## Task instructions:
Which lines of the listing contain the word "tile"? List each such line in full, treating uppercase and lowercase as different.

## Task material:
============
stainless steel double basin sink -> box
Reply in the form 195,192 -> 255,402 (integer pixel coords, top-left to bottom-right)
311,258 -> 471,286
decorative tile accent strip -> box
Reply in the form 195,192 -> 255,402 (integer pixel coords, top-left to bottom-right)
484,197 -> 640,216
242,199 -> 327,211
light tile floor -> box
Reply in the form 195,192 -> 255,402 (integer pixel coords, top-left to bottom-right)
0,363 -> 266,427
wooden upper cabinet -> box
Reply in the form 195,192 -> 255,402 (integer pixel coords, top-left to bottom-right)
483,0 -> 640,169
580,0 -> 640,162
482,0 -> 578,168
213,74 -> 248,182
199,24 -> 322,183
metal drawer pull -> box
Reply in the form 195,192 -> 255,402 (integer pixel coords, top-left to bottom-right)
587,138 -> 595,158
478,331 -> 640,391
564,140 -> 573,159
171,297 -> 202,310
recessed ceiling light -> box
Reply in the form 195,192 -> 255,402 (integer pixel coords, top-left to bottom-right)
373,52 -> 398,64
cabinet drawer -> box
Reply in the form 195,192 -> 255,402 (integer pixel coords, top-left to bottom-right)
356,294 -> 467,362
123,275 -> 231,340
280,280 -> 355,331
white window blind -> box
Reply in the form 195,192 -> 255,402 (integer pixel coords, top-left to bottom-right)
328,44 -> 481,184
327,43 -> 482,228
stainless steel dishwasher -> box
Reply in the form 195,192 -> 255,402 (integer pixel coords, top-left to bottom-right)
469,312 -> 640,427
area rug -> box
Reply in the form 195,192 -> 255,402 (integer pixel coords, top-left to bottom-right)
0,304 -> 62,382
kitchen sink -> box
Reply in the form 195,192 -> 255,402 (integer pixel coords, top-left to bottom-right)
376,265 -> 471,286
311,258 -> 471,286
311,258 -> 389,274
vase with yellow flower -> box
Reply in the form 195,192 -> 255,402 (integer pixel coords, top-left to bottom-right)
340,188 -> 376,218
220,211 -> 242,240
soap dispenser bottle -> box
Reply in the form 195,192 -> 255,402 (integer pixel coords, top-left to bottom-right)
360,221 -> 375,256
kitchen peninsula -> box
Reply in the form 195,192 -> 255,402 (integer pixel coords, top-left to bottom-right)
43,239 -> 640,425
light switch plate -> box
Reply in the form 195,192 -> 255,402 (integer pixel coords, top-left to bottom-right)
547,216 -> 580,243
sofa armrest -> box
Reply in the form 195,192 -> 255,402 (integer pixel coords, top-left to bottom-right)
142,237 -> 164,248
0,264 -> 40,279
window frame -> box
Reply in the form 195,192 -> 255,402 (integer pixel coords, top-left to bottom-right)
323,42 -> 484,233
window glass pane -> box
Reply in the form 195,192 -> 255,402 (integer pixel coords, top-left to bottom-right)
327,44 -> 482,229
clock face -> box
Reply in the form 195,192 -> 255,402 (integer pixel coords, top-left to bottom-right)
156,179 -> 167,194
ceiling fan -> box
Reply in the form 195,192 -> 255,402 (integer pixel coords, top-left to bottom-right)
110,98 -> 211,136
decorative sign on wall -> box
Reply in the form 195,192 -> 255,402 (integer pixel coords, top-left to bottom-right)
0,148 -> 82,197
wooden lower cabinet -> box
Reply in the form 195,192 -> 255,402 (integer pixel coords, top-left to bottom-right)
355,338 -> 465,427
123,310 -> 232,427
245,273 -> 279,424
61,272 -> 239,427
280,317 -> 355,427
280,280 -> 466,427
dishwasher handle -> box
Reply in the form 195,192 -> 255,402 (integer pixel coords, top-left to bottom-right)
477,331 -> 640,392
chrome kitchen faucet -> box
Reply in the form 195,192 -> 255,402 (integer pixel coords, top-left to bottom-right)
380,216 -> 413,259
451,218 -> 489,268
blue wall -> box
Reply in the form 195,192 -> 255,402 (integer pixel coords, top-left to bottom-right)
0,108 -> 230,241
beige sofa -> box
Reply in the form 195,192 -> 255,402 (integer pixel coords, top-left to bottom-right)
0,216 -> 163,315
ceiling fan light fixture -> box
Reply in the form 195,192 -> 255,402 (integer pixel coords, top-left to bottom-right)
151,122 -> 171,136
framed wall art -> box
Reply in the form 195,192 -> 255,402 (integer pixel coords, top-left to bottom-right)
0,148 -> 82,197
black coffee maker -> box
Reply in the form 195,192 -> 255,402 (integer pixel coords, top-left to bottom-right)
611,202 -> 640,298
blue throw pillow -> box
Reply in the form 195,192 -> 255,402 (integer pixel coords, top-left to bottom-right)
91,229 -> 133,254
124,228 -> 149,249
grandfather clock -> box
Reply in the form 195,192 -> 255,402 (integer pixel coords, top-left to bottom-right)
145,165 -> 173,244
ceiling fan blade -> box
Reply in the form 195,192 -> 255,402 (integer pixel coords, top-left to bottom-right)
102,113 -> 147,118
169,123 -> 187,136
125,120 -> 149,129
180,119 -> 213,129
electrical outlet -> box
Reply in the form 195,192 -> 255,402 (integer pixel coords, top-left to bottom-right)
============
## The completed task:
decorative tile accent strip -> box
light tile floor -> box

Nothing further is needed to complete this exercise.